STATED PROBLEM:
Edit the listing starting at the line containing "Indicate the door" and ending at the line containing "x=142, y=151", replacing "electrical wire" with "power cable" and leaving everything else untouched. Return only those lines.

RECORDS FOR THIS EXERCISE:
--- Start ---

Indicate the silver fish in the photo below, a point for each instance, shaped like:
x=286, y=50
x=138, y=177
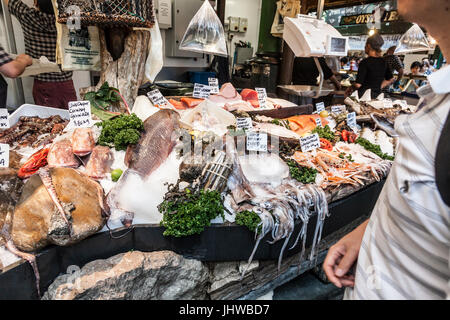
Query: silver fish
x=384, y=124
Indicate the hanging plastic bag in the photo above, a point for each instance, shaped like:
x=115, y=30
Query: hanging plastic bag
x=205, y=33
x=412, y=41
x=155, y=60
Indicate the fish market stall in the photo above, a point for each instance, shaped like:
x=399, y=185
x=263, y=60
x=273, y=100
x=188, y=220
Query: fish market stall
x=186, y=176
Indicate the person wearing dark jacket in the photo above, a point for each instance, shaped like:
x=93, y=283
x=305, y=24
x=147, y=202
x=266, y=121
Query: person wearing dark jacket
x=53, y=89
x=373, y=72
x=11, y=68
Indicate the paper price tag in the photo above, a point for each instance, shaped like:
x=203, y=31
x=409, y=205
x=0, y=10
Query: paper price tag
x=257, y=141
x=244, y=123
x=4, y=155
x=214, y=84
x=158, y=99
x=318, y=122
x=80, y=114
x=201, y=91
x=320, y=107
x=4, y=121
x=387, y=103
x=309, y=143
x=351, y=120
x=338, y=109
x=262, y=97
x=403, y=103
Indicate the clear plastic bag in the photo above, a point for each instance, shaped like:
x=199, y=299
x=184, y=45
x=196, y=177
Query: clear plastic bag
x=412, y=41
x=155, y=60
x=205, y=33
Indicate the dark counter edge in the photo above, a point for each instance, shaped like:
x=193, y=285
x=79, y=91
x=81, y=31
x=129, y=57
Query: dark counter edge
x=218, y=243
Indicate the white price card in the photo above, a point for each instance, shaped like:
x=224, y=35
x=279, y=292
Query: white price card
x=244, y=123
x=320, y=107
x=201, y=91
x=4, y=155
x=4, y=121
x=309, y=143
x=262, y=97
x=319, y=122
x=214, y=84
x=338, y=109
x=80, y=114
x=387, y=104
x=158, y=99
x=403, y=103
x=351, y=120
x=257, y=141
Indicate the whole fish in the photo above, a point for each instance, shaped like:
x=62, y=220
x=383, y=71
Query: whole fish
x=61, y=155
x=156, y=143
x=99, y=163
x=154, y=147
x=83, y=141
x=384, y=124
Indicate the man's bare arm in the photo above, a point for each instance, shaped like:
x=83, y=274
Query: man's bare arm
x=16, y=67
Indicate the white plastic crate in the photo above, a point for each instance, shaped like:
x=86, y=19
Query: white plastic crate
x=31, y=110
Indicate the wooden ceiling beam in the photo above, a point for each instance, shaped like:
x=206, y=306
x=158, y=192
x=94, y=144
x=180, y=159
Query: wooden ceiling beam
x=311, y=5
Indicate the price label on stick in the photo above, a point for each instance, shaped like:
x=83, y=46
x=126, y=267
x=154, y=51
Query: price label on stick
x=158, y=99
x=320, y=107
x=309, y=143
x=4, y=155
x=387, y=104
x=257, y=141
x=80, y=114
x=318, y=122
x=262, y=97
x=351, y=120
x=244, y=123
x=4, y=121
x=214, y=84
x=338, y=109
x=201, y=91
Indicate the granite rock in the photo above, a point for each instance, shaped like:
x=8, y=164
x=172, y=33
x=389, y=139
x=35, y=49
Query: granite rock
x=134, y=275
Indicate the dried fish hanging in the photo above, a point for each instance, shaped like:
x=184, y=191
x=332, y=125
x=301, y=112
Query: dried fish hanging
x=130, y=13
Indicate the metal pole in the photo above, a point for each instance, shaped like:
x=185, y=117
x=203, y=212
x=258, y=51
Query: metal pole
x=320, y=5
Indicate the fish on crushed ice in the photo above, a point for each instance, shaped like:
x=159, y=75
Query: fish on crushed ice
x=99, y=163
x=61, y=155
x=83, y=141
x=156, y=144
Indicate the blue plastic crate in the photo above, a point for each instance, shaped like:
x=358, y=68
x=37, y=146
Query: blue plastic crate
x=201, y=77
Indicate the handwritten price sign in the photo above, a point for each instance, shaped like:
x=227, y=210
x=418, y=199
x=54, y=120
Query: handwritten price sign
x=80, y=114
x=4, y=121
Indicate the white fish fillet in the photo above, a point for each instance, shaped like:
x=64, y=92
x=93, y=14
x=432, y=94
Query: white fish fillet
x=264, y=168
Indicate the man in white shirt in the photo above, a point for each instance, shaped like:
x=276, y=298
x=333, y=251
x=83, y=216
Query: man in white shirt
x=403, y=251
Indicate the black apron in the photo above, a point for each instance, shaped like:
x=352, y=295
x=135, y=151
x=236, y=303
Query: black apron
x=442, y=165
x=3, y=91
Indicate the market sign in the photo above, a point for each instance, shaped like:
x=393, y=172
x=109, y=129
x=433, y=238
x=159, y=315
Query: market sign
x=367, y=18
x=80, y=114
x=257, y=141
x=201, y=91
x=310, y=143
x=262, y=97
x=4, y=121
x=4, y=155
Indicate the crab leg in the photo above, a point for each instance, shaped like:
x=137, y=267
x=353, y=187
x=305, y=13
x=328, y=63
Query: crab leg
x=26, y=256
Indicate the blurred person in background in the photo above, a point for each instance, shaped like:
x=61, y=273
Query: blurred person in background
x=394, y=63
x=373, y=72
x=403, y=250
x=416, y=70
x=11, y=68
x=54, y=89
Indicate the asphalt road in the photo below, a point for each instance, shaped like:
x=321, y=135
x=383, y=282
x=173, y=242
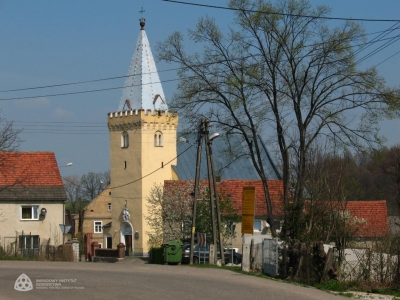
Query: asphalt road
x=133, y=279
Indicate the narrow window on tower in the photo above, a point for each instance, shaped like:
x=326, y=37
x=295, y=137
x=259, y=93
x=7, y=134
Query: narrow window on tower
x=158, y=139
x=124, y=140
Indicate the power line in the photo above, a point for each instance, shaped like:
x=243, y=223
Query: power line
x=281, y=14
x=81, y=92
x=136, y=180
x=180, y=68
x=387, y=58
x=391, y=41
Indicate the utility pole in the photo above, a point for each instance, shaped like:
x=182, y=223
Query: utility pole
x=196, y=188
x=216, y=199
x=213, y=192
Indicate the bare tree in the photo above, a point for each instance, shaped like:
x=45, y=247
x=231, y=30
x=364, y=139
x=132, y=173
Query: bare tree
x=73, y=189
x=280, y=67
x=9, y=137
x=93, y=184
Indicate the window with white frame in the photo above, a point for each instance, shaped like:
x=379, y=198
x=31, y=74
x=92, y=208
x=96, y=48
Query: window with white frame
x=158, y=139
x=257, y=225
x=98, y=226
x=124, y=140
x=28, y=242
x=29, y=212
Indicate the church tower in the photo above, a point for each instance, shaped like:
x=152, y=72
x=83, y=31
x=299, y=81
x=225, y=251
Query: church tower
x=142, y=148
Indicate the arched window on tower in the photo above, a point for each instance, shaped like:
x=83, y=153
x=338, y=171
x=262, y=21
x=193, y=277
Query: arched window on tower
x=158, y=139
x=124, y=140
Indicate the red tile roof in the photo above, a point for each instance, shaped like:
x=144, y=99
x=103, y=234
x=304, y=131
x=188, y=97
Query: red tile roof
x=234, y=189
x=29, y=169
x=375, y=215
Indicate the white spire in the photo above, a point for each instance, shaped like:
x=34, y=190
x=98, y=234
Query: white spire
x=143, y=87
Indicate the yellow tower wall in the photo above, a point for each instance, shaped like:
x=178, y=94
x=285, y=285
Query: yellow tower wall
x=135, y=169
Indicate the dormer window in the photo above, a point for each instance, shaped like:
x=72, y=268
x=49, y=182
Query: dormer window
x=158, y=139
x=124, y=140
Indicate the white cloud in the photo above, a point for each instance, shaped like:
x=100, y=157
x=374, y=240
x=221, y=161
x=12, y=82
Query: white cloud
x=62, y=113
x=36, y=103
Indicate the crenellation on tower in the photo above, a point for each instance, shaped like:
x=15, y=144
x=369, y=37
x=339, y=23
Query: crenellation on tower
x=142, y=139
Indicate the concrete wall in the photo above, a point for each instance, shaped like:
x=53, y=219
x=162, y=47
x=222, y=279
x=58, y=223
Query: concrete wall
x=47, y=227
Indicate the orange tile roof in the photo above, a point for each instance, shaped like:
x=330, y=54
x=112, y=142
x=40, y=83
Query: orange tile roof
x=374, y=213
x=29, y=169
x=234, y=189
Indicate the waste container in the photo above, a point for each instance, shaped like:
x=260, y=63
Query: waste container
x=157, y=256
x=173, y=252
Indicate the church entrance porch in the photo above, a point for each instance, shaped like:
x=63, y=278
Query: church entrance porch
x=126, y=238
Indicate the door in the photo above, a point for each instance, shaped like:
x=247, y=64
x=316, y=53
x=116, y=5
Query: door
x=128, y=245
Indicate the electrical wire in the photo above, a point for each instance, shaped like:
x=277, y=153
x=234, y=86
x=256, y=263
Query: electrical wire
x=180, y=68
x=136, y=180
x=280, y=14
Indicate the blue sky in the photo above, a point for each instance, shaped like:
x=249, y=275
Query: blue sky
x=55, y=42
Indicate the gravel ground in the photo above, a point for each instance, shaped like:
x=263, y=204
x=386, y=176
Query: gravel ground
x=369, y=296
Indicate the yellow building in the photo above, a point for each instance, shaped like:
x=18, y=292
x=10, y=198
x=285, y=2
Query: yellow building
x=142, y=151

--- End ---
--- Start ---

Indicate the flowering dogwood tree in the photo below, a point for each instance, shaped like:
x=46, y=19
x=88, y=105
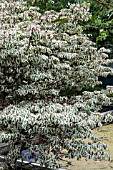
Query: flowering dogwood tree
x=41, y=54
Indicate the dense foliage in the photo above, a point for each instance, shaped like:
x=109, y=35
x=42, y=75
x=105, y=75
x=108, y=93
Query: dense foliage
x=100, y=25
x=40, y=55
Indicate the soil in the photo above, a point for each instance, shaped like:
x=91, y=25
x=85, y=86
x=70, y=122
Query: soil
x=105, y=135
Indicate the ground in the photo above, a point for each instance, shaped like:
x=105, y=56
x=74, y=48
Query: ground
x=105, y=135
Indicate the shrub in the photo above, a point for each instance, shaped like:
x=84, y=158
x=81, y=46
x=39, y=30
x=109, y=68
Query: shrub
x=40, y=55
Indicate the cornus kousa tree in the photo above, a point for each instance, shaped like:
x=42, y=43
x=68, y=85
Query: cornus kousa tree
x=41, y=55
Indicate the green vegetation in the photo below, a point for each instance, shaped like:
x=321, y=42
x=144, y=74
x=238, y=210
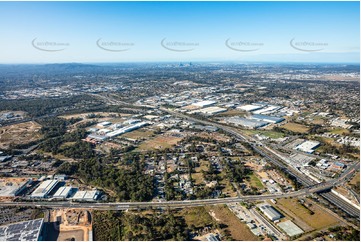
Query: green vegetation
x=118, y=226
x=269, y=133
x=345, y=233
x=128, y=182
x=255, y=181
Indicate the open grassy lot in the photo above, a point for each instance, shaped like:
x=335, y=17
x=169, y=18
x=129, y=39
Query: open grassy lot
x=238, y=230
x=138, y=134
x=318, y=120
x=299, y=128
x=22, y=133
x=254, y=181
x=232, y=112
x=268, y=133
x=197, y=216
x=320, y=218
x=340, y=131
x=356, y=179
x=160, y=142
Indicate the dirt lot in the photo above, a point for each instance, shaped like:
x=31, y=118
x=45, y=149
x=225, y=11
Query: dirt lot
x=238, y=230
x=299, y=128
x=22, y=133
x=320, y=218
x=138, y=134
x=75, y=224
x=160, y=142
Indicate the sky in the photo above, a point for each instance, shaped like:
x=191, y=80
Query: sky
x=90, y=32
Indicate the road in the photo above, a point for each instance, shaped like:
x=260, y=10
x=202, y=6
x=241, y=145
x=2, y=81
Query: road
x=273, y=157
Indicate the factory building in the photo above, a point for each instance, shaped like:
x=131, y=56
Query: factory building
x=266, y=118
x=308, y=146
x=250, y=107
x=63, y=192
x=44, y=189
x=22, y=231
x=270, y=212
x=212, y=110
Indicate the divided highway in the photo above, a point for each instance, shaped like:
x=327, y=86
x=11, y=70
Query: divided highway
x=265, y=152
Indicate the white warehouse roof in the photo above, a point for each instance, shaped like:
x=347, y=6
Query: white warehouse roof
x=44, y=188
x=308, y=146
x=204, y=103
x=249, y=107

--- End ---

RESPONSE TO THIS TASK:
Indicate the door in the photo above, a point for each instance, shaped like:
x=247, y=64
x=316, y=53
x=116, y=5
Query: door
x=128, y=245
Indicate the power cable in the photo above, a point for each instance, shaped like:
x=277, y=153
x=234, y=86
x=256, y=263
Query: power cable
x=180, y=68
x=136, y=180
x=280, y=14
Indicate the blue sky in the photo above, a point for each instance, shaped like:
x=249, y=275
Query: blue sky
x=55, y=42
Indicate the gravel ground in the photo above, a point for each instance, shaped like:
x=263, y=204
x=386, y=176
Query: gravel ground
x=369, y=296
Indicate the yellow building in the photo above, a point for each instance, shaped like:
x=18, y=292
x=10, y=198
x=285, y=2
Query: yellow building
x=142, y=151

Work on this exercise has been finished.